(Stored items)
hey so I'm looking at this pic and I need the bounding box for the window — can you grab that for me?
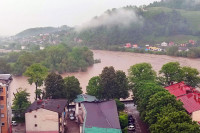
[0,87,3,92]
[0,96,4,100]
[2,123,5,126]
[0,105,4,109]
[1,113,4,118]
[34,115,37,118]
[35,124,37,127]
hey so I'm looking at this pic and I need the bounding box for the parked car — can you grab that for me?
[12,121,17,126]
[128,124,135,131]
[128,115,135,126]
[69,111,75,120]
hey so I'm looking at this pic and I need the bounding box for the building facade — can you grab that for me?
[25,99,67,133]
[0,74,12,133]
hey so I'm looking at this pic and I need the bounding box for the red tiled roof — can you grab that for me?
[165,82,192,97]
[177,93,200,113]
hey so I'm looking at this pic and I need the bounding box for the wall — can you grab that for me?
[192,110,200,122]
[0,86,8,133]
[25,108,59,133]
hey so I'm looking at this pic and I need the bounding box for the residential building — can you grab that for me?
[165,81,200,122]
[74,95,121,133]
[177,93,200,122]
[161,42,168,47]
[165,81,193,97]
[0,74,13,133]
[25,99,67,133]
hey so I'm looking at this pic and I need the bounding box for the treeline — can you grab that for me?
[129,62,200,132]
[166,46,200,58]
[149,0,200,11]
[0,44,94,75]
[78,6,194,45]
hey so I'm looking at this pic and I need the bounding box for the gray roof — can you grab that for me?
[0,74,12,80]
[83,100,121,129]
[26,99,67,114]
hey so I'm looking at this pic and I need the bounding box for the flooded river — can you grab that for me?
[10,50,200,102]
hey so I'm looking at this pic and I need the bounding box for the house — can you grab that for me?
[25,99,67,133]
[165,81,193,97]
[40,46,44,50]
[177,93,200,122]
[165,82,200,122]
[124,43,131,48]
[21,45,26,50]
[189,40,195,45]
[178,47,189,52]
[74,94,121,133]
[168,42,175,46]
[132,44,138,48]
[0,74,13,133]
[161,42,168,47]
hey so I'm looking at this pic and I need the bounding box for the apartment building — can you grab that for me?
[0,74,13,133]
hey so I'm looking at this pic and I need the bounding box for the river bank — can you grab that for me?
[10,50,200,103]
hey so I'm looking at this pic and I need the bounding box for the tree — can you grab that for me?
[63,76,82,103]
[159,62,183,85]
[23,63,48,100]
[0,58,11,74]
[12,88,31,122]
[150,111,200,133]
[115,70,129,99]
[115,99,125,111]
[128,63,156,84]
[145,91,183,125]
[87,68,129,100]
[182,66,200,87]
[86,76,101,99]
[100,66,117,100]
[44,72,65,99]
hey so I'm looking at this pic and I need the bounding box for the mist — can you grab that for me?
[76,8,143,32]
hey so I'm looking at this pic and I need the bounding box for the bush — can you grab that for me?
[115,99,125,111]
[119,112,128,129]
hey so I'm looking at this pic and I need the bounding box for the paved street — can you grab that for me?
[125,103,150,133]
[12,123,25,133]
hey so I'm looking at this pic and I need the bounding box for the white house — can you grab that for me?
[161,42,168,47]
[25,99,67,133]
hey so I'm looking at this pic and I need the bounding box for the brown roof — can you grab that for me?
[26,99,67,114]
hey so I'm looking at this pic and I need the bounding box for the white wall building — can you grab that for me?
[25,99,67,133]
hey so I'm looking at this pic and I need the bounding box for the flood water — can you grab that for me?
[10,50,200,103]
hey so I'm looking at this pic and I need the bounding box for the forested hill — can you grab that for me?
[77,4,200,46]
[149,0,200,11]
[16,25,71,38]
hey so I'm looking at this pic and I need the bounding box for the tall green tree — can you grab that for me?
[128,63,156,83]
[159,62,183,85]
[100,66,117,100]
[44,72,65,99]
[182,66,200,87]
[86,76,101,99]
[115,70,129,99]
[64,76,82,103]
[12,88,31,122]
[23,63,48,100]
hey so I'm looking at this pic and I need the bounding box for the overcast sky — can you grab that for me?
[0,0,160,36]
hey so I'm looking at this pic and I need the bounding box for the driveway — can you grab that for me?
[12,123,25,133]
[125,103,150,133]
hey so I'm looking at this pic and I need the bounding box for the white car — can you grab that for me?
[12,121,17,126]
[128,125,135,131]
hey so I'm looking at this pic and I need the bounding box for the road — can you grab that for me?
[125,103,150,133]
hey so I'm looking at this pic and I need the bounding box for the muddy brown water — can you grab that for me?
[10,50,200,103]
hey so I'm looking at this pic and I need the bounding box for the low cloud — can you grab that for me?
[75,8,143,32]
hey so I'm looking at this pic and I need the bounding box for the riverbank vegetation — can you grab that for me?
[128,62,200,132]
[0,44,94,75]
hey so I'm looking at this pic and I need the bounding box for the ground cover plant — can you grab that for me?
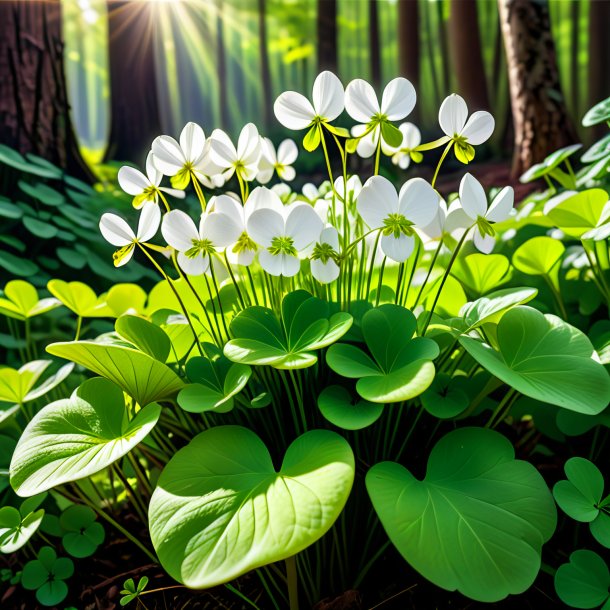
[1,72,610,610]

What to produce:
Repeat every entry above exactly as written and omit any pictures it holds.

Response area:
hey so I'm looking at this pic and I need the bounding box for the window — can you grab that for me?
[0,87,3,92]
[0,96,4,100]
[2,123,5,126]
[0,105,4,109]
[1,113,4,118]
[34,115,37,118]
[35,124,37,127]
hey so I'm looking at this pic and I need the bounding box for the parked car — can you grab that for me?
[12,121,17,126]
[128,124,135,131]
[128,115,135,126]
[69,111,75,120]
hey so I'm looking at this pic and I need the bounding box for the building facade — can you grab that for me?
[25,99,67,133]
[0,74,12,133]
hey so I'm looking at this pic and I need the bounding box for the red tiled roof — can you grab that for me?
[165,82,192,97]
[177,93,200,113]
hey so I'm looking at this pic and I need the bounding box for the wall — can you grab that for me?
[192,110,200,122]
[0,86,8,133]
[25,108,59,133]
hey so I'm looking at this pic and I need the bounding box for the residential building — can you grab that for me?
[165,81,200,122]
[74,95,121,133]
[177,93,200,122]
[161,42,168,47]
[165,81,193,97]
[0,74,13,133]
[25,99,67,133]
hey so I'm looking at this pic and I need the bounding box for the treeline — can you grab that for me?
[129,62,200,132]
[166,46,200,58]
[149,0,200,11]
[0,44,94,75]
[78,6,194,45]
hey so I'm looking at this pic and I need the bounding box for the gray roof — can you grab that for me?
[0,74,12,80]
[83,100,121,129]
[26,99,67,114]
hey so I'm looking at this pic and I need the bounding box for the flooded river — can you grab that for me?
[10,50,200,102]
hey so I'm looking at this pic and I need the bounding box for the house — can you grab that for me?
[25,99,67,133]
[165,81,193,97]
[40,46,44,50]
[177,93,200,122]
[165,82,200,122]
[124,43,131,48]
[21,45,26,50]
[189,40,195,45]
[178,47,189,52]
[74,94,121,133]
[168,42,175,46]
[132,44,138,48]
[0,74,13,133]
[161,42,168,47]
hey so I'm looking at this pic and I need the bounding box for the apartment building — can you grab that for me?
[0,74,13,133]
hey so I'm looking at this pic and I need the bounding box for the river bank — can you grab that for me?
[10,50,200,103]
hey so I'm looking at this pic and I need the bounding box for the tree — can you grab that for me?
[63,76,82,103]
[159,62,183,85]
[23,63,48,100]
[0,58,11,74]
[12,88,31,122]
[150,111,200,133]
[115,70,129,99]
[115,99,125,111]
[128,63,156,84]
[145,91,183,125]
[87,68,129,100]
[182,66,200,87]
[86,76,101,99]
[100,66,117,100]
[44,72,65,99]
hey so I'm looking at this pic and I need the bounding box for the mist — can you grab that for me?
[76,8,143,32]
hey so I'm looking at this pic and I need the bounding box for the bush — can you grab that for me?
[115,99,125,111]
[119,112,128,129]
hey so I'm looking at this pic and I need the bounding box for the paved street — can you grab that for me?
[125,103,150,133]
[12,123,25,133]
hey so I'm looking at this pic and I need the bounding box for the white house — can you grab that for me?
[161,42,168,47]
[25,99,67,133]
hey so I'm looking at this pic and I need the bounding box for the brown roof — can you grab that for me?
[26,99,67,114]
hey so I'm looking at this pic and I need the bounding box for the white wall building — can you grab that for me?
[25,99,67,133]
hey so I'm looking at this pic and I need the bounding box for the flood water — can you grab that for me?
[10,50,200,103]
hey so I'm looking at this pic and I need the bounding box for the forested hill — can you grab that for me?
[77,4,200,46]
[149,0,200,11]
[16,25,71,38]
hey so I'm looking at this pic and I need the bounding box for the tall green tree — can you grab that for me?
[128,63,156,83]
[159,62,183,85]
[100,66,117,100]
[44,72,65,99]
[182,66,200,87]
[86,76,101,99]
[115,70,129,99]
[64,76,82,103]
[12,88,31,122]
[23,63,48,100]
hey so I'm looking at this pic and I need the bounding box for the overcast sky — can you grab that for me?
[0,0,160,36]
hey so I'm looking at this pic and I need the bounding box for the driveway — can you grab that for me?
[12,123,25,133]
[125,103,150,133]
hey so I'm looking at this pic and I need the bounding box for the white car — can you grab that for me?
[12,121,17,126]
[128,125,135,131]
hey so I'm looking at this pic and I need the bounding box for the road — can you grab that for me?
[125,103,150,133]
hey so I'm looking at this pic and I need the bounding box for the muddy brown water — can you grab that for me?
[10,50,200,103]
hey so I'm looking at this pic and I need the bounding box for the low cloud — can you grab that for me?
[75,8,143,32]
hey so I'm looking at this pic and I need the bounding box for the riverbank vegetation — can you grab that for me?
[128,62,200,132]
[0,44,94,75]
hey so I'm looking at this pic and I need the bounding box for the ground cover plant — can you grab that for me?
[1,72,610,610]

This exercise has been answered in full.